- [SHORT PROBLEM]
Reproduce the stretch of the records from the line containing "Give the outline of every instance of the platform" through the line containing "[[[286,60],[286,45],[269,46],[251,49],[251,61]]]", including both of those lines, and nothing else.

- [DATA SUPPLIED]
○ ○ ○ ○ ○

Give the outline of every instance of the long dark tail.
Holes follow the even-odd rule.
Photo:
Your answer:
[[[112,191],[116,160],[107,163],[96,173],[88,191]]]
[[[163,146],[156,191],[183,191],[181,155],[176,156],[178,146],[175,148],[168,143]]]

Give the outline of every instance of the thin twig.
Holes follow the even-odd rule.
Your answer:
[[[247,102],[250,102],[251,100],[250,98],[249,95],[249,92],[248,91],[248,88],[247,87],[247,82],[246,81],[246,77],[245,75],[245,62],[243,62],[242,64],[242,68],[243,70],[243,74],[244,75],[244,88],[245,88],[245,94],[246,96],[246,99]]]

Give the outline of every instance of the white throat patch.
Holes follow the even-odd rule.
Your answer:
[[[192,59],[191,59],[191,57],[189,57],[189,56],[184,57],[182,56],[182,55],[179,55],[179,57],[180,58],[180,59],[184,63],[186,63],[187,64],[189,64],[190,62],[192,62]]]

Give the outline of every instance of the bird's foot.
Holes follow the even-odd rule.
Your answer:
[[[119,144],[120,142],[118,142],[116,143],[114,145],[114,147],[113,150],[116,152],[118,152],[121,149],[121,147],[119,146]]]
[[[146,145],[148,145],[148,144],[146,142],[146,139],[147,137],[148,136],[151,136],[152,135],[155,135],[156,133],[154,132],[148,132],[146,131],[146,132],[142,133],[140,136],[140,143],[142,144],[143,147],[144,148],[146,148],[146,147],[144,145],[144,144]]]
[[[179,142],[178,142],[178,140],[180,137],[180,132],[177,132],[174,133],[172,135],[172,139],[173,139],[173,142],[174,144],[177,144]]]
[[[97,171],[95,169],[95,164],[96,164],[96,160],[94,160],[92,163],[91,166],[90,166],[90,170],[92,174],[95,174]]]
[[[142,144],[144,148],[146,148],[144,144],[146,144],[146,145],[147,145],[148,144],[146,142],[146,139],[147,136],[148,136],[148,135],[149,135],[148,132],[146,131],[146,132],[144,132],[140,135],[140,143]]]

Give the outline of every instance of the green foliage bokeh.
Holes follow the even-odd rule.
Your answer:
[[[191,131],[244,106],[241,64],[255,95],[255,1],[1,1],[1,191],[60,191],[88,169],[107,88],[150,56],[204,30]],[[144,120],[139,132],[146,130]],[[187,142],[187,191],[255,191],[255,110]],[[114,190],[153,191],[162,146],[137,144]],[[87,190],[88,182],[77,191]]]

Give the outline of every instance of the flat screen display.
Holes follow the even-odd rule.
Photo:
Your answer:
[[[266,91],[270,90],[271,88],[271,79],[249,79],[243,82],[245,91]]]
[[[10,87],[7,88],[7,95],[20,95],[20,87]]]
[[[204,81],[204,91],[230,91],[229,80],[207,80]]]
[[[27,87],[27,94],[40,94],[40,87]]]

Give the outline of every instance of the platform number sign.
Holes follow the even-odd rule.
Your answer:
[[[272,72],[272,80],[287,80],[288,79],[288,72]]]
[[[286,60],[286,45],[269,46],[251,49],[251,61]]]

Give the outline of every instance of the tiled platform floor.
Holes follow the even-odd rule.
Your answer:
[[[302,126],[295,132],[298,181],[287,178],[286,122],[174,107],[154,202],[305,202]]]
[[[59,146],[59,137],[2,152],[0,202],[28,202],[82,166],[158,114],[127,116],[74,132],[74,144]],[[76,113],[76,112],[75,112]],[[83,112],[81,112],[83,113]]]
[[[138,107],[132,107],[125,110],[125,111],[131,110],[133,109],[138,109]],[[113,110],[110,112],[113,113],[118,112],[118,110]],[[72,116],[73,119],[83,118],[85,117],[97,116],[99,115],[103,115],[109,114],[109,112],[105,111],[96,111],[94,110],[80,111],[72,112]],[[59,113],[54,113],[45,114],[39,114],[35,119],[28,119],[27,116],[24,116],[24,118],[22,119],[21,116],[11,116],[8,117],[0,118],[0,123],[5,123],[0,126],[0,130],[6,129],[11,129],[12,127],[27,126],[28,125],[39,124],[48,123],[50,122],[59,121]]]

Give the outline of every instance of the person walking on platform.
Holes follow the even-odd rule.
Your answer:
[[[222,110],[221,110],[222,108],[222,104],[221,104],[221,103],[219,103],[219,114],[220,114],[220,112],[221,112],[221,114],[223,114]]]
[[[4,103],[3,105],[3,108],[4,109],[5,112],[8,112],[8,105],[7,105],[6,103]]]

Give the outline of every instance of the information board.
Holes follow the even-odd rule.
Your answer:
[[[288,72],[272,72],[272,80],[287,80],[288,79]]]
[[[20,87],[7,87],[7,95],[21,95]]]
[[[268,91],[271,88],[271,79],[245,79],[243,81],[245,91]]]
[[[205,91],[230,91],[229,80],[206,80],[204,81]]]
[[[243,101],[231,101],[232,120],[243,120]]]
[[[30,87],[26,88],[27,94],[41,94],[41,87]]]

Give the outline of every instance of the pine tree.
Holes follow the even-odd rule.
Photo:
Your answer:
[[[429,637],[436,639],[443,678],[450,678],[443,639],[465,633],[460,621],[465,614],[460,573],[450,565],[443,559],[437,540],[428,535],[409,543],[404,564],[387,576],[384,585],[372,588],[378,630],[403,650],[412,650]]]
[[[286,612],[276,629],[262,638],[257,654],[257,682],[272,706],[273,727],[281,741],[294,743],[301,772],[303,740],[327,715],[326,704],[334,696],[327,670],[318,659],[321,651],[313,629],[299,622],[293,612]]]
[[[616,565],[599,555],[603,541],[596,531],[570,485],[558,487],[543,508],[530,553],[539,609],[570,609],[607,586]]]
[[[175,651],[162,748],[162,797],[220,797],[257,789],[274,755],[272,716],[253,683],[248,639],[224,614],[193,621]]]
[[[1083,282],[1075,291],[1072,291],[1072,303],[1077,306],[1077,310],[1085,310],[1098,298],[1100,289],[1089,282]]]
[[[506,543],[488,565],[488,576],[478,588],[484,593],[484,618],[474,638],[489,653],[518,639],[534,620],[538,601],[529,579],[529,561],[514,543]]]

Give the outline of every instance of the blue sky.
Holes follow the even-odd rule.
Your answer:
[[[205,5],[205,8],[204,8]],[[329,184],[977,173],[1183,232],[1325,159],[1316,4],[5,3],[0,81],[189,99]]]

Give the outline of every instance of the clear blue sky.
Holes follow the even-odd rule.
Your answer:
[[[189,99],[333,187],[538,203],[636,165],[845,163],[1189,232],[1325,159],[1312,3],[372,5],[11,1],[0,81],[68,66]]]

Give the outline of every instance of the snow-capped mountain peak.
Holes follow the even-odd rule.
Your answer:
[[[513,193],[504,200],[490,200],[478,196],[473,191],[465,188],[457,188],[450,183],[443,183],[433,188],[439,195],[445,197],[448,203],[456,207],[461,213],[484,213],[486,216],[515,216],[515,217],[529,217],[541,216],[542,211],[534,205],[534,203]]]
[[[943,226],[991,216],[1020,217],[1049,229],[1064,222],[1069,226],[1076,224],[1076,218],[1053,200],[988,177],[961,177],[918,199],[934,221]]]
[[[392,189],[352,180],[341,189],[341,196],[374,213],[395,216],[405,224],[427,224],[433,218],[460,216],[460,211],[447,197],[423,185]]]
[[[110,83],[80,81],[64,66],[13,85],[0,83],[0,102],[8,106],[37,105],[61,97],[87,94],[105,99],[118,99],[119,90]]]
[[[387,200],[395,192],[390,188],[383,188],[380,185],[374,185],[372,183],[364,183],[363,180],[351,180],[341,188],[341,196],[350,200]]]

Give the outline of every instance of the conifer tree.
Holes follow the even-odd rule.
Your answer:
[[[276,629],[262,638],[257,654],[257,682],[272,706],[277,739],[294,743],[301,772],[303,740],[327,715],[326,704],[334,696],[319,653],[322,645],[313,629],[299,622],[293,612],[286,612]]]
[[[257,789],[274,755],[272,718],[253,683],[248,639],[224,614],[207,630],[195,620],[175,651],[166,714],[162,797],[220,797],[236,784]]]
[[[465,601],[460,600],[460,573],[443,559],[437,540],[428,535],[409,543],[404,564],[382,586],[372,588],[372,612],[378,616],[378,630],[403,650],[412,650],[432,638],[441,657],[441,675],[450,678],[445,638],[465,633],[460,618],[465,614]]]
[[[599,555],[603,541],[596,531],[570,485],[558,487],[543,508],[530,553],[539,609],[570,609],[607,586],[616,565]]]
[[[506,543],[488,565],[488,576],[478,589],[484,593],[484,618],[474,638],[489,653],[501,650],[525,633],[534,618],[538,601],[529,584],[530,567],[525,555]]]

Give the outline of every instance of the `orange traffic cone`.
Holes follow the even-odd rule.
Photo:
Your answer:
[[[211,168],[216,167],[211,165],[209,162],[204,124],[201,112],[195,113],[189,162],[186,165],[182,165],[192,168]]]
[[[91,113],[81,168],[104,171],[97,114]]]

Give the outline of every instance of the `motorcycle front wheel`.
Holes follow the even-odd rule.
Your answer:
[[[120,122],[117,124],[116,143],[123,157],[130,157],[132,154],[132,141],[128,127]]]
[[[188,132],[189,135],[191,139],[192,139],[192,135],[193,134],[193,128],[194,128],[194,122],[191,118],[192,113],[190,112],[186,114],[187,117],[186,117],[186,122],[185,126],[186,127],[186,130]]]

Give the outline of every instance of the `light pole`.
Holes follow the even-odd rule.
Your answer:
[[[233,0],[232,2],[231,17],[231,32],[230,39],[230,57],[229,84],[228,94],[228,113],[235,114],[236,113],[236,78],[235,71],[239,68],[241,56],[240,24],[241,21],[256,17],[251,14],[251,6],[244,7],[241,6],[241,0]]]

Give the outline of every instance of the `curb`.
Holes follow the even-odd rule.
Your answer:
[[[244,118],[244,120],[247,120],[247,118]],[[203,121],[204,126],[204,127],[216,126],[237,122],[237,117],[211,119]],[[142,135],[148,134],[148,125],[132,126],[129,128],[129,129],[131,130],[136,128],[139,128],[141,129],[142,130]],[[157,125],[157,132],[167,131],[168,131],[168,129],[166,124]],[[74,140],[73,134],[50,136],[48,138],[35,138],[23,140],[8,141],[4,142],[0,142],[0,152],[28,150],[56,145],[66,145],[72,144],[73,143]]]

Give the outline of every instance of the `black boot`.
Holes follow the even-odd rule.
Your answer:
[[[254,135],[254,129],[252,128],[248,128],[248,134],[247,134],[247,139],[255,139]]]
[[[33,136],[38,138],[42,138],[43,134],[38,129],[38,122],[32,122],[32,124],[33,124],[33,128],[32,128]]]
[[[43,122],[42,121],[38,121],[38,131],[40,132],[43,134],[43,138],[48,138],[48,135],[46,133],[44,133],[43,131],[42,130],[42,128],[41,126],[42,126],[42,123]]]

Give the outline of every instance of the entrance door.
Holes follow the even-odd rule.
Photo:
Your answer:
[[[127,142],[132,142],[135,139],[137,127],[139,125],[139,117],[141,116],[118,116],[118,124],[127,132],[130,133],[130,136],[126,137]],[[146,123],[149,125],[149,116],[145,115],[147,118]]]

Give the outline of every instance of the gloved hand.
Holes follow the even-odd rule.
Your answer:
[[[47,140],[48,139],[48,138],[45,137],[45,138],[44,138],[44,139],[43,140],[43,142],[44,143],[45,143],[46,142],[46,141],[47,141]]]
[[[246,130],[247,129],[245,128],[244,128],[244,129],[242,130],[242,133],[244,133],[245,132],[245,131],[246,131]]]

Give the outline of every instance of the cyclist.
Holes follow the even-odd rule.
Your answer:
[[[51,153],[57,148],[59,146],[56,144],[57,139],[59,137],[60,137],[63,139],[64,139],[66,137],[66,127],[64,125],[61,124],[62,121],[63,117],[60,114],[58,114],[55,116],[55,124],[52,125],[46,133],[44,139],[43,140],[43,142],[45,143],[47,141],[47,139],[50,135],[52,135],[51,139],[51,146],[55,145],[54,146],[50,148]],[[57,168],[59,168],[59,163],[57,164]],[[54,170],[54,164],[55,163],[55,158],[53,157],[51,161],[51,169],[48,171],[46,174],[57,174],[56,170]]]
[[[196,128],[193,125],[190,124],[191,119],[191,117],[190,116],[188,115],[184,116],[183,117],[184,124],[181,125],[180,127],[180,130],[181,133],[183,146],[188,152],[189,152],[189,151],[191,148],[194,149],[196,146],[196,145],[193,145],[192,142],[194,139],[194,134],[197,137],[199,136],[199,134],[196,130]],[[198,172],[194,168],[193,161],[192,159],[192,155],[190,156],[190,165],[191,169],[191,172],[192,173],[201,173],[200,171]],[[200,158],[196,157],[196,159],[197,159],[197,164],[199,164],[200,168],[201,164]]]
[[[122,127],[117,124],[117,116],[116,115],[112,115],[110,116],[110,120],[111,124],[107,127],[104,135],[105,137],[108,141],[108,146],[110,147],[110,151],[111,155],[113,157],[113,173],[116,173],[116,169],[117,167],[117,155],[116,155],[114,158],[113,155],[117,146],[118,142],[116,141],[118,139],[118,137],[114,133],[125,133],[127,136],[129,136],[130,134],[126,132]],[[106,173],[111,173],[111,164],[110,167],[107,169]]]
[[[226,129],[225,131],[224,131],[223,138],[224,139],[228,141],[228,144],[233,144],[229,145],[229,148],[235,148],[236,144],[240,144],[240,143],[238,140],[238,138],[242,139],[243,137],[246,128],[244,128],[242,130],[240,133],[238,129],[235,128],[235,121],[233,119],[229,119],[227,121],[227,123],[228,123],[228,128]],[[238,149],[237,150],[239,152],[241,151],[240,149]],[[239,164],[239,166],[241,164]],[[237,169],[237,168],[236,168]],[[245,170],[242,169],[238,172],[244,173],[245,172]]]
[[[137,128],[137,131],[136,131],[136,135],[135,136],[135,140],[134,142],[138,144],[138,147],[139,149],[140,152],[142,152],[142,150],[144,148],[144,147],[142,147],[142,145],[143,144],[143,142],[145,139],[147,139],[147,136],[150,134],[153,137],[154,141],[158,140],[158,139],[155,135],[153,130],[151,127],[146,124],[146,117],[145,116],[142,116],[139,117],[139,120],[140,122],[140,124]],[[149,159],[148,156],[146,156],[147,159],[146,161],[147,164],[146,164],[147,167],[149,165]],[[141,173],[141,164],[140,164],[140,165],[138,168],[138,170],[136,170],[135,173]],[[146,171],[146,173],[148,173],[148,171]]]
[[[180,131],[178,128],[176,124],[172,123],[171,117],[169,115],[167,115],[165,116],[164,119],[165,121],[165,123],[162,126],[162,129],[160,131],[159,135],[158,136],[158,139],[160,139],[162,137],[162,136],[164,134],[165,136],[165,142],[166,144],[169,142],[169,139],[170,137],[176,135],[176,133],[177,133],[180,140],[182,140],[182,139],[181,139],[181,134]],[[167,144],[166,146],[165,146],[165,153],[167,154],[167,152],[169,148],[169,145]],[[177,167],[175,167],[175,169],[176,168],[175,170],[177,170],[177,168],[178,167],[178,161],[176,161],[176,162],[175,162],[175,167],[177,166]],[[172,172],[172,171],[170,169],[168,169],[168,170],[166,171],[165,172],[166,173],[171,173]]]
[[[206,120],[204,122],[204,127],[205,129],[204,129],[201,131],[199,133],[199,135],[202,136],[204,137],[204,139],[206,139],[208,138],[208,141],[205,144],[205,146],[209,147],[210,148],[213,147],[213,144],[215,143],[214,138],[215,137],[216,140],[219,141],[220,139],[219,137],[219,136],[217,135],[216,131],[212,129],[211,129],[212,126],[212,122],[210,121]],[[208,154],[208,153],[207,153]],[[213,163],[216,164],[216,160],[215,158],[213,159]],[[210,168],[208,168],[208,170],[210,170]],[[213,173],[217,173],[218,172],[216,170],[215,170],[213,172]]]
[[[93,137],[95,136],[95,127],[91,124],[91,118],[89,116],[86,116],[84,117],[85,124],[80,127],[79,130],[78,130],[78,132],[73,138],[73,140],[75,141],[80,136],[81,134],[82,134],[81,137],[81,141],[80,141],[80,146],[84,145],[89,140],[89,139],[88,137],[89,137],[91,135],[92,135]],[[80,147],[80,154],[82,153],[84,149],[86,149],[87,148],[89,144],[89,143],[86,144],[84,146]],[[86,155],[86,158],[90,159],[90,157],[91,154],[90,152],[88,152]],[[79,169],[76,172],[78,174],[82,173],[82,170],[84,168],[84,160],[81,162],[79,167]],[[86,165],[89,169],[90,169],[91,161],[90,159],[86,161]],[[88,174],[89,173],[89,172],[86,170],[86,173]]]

○ ○ ○ ○ ○

- [RESPONSE TO THIS EXERCISE]
Give the outline of every instance of the platform number sign.
Holes follow the even-odd rule.
Your answer:
[[[272,72],[272,80],[287,80],[288,79],[288,72]]]
[[[286,60],[286,45],[269,46],[251,49],[251,61]]]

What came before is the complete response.